# Prompt:
State how many lines of the listing below contain the string "syntax". Give only the number.

────

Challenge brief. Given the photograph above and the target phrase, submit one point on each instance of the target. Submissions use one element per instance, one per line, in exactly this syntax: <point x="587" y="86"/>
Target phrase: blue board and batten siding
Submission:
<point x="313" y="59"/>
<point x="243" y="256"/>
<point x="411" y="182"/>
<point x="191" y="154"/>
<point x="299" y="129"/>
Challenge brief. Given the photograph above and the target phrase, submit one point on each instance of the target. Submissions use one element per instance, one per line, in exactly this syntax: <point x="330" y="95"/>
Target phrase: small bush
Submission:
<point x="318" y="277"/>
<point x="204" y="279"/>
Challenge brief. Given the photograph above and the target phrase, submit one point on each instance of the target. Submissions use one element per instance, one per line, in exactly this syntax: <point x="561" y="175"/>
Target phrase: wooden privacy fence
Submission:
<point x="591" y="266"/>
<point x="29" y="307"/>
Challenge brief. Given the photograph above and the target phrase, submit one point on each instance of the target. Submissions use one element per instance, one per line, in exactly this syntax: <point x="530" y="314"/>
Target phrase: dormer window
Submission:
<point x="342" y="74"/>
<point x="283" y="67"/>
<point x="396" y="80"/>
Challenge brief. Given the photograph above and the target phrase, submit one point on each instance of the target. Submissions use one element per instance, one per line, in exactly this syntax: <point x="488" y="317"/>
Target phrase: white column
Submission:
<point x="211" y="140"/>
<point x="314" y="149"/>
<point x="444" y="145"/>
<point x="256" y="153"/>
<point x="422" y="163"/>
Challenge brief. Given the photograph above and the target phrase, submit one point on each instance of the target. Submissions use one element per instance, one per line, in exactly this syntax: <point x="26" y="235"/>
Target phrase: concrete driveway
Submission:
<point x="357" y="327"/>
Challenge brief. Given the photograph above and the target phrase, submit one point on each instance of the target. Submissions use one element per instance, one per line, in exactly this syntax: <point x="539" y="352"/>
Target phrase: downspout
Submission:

────

# Output for this exercise:
7